◆ **TASK TO CARRY OUT**: Find the string "below" in the records and copy each line where it occurs.

◆ **RECORDS FOR PROCESSING**:
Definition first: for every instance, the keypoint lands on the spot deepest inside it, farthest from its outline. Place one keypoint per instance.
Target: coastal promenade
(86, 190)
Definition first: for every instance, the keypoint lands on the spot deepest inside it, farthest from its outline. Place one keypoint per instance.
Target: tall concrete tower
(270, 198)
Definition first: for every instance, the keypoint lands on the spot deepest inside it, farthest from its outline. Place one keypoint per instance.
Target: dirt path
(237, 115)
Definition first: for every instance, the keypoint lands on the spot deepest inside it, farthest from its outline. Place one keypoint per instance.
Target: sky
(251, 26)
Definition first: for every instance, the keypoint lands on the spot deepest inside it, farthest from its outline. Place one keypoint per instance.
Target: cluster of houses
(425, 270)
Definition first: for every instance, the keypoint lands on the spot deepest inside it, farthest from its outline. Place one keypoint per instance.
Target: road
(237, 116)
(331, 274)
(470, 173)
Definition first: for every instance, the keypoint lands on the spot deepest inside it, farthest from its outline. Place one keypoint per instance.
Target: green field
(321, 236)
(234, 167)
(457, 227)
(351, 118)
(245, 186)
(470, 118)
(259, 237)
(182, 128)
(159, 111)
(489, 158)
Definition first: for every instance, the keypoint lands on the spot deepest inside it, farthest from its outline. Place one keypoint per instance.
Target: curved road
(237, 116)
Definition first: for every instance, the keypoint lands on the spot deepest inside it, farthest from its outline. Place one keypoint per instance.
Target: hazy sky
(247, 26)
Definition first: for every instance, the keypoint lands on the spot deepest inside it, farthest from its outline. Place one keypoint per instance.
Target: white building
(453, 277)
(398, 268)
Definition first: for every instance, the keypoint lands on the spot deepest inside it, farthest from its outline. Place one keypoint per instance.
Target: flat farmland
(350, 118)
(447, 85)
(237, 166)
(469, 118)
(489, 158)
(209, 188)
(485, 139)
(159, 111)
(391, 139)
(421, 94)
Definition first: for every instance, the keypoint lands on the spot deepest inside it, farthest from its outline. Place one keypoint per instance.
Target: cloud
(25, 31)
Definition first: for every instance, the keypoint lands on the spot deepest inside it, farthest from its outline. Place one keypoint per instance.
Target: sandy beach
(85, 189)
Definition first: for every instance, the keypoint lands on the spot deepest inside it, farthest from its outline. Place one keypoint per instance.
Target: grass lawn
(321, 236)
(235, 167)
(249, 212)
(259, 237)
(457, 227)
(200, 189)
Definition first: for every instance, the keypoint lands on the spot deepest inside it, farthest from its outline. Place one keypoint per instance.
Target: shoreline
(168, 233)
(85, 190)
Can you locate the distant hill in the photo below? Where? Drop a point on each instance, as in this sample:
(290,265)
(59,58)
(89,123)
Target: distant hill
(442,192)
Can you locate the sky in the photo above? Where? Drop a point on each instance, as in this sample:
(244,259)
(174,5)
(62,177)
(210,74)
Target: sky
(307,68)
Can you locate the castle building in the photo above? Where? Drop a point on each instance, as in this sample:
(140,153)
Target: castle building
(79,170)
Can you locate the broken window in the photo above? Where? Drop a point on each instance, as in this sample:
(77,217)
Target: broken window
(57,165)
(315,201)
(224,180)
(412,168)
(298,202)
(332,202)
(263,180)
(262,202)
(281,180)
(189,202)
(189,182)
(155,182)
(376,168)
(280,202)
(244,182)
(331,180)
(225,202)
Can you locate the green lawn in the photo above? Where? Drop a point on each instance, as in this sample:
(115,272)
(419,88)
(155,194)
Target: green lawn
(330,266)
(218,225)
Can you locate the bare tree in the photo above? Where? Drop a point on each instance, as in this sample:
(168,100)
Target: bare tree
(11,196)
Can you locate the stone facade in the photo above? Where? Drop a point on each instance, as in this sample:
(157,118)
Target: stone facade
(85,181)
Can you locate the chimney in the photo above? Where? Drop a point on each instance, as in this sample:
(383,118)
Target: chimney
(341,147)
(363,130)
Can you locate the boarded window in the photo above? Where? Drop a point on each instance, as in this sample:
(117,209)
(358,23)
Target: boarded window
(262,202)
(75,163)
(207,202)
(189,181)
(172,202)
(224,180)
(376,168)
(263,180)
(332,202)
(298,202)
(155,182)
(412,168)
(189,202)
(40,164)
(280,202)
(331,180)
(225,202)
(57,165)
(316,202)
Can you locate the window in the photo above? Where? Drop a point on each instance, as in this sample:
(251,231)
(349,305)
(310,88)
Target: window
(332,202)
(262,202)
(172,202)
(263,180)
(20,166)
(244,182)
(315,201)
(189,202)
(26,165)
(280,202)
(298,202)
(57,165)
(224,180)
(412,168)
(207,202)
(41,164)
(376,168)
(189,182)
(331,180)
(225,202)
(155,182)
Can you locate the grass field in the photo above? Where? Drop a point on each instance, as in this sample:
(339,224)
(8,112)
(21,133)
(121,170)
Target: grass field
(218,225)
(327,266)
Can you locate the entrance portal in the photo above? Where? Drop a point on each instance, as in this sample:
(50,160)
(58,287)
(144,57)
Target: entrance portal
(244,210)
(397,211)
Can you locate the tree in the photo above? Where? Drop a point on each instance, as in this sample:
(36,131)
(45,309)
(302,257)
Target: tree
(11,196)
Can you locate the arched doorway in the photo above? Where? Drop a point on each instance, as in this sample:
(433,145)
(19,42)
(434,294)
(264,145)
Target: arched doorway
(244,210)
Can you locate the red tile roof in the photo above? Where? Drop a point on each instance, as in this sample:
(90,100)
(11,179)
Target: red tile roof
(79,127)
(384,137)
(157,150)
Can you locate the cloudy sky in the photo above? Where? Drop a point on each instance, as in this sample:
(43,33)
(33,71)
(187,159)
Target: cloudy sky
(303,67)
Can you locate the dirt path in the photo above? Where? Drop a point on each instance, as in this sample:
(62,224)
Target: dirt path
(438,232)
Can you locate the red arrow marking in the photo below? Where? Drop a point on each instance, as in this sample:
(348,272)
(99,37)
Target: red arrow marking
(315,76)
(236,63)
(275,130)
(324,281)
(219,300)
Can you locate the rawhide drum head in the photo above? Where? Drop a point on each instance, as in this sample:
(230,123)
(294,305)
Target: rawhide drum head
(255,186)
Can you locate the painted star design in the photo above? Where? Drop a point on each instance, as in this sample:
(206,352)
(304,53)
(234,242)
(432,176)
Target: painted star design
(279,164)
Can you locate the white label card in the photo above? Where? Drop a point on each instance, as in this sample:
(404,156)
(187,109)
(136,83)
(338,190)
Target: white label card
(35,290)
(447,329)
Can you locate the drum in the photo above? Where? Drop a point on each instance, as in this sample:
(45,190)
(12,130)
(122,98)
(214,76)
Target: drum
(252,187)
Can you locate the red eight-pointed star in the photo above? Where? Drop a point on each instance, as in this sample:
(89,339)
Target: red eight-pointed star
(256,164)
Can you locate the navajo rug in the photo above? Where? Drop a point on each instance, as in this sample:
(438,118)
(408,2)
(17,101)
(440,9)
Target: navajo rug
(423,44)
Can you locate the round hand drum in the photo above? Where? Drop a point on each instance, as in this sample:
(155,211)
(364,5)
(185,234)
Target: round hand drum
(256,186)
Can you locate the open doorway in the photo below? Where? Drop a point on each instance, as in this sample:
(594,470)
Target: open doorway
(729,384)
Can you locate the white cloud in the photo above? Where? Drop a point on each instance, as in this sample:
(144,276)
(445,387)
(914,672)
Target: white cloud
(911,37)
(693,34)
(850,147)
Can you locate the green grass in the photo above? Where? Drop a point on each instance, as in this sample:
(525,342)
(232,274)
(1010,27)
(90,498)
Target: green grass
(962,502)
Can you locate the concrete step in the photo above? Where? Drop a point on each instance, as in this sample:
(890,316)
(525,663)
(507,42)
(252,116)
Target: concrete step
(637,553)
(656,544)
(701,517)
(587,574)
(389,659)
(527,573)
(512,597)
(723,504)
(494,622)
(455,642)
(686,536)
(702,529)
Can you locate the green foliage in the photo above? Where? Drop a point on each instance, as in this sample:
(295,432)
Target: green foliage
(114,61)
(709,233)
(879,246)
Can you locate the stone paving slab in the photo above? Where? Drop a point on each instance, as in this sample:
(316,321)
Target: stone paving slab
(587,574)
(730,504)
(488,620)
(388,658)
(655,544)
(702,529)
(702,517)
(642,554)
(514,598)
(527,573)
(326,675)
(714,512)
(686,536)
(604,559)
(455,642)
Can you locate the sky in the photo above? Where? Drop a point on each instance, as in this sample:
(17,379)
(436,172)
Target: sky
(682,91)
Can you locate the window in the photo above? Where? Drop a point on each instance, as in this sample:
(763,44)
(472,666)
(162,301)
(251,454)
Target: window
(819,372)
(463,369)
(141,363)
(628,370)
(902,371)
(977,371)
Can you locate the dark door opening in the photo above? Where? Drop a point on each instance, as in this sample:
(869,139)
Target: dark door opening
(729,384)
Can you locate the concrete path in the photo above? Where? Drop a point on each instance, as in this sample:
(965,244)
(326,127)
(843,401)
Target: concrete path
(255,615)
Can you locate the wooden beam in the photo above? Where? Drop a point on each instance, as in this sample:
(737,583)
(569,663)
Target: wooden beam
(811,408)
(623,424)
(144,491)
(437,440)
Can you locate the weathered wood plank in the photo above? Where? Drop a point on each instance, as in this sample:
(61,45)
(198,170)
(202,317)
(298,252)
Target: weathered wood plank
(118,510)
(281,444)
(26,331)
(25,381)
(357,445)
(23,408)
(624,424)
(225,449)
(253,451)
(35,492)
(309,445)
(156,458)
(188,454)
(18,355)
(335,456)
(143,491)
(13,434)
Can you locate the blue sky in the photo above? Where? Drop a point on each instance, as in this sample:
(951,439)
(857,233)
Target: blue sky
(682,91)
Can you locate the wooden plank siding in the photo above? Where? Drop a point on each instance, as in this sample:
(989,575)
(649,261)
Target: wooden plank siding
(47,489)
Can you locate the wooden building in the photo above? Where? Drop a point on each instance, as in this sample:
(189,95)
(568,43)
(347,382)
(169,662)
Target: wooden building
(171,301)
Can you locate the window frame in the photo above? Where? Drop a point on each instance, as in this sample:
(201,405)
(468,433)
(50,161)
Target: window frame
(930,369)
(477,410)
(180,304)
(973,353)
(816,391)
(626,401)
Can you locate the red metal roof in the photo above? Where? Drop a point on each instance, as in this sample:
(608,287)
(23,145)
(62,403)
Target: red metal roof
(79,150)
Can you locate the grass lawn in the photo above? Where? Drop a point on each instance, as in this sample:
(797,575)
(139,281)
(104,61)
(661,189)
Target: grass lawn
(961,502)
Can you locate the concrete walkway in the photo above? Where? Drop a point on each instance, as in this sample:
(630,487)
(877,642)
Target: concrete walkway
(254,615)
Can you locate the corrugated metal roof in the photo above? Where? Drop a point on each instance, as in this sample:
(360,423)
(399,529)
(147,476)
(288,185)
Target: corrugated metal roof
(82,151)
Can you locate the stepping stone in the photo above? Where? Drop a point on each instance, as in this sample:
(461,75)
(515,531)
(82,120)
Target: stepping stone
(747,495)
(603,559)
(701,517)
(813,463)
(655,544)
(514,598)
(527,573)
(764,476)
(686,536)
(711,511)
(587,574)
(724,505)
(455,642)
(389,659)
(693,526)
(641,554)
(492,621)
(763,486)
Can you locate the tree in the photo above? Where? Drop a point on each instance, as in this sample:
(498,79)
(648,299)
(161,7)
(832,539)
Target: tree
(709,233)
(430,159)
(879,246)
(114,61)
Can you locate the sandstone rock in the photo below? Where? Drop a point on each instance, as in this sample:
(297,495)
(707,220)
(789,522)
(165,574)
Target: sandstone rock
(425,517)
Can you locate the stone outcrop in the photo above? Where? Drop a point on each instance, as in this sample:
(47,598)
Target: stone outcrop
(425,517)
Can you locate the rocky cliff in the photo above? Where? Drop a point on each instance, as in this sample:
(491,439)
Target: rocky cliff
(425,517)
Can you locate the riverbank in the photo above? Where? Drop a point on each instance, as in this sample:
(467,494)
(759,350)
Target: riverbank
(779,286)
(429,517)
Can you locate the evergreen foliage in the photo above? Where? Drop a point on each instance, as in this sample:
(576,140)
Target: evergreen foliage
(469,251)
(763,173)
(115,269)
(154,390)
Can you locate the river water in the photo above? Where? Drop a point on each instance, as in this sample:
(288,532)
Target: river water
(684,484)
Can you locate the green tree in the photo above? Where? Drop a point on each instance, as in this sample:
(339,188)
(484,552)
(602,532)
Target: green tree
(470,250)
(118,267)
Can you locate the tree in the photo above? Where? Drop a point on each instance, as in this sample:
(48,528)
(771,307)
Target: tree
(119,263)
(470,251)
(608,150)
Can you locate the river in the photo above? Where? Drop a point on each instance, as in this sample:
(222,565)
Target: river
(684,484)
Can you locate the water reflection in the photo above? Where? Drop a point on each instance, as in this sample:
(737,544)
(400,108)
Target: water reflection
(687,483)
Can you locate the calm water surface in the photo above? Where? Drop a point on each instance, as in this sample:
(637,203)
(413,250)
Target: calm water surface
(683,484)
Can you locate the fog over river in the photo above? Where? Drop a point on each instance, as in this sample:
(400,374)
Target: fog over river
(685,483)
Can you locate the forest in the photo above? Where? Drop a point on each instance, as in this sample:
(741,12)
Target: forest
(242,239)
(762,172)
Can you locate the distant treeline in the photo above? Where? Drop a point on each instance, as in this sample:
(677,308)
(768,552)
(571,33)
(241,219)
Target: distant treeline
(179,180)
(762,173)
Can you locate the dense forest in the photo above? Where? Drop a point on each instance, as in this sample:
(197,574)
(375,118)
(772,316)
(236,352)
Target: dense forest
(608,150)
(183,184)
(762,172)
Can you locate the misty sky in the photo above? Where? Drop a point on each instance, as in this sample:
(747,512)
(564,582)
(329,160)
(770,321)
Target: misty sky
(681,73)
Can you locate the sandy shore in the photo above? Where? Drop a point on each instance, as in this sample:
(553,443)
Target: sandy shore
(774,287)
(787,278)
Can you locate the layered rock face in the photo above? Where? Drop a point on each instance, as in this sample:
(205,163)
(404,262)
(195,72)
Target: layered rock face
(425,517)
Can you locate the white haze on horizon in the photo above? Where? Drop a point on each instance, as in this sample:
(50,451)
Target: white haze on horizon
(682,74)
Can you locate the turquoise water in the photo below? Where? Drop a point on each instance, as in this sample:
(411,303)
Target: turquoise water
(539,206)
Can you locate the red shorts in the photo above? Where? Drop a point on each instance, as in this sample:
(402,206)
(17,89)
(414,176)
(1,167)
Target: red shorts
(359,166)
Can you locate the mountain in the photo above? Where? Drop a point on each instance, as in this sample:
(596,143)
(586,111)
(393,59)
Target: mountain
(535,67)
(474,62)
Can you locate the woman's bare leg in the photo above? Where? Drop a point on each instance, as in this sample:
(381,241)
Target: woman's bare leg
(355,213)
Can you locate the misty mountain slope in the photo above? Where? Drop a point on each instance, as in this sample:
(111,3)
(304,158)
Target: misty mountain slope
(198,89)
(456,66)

◆ **RESPONSE AREA**:
Can you locate the distant hill in the photo below? Where? Drop a point on each instance, as in this sample:
Can you locate the red arrow marking in the photo below? Where? Drop a point on each instance, as in this sample:
Can you locate the open doorway in the photo below? Where? Drop a point on each instance, as in this sample:
Can you locate the sandstone rock in the photo below? Where? Drop a point on each instance, as in this sample:
Can you locate the turquoise water in the photo below? Where? Drop a point on each instance, as in this sample:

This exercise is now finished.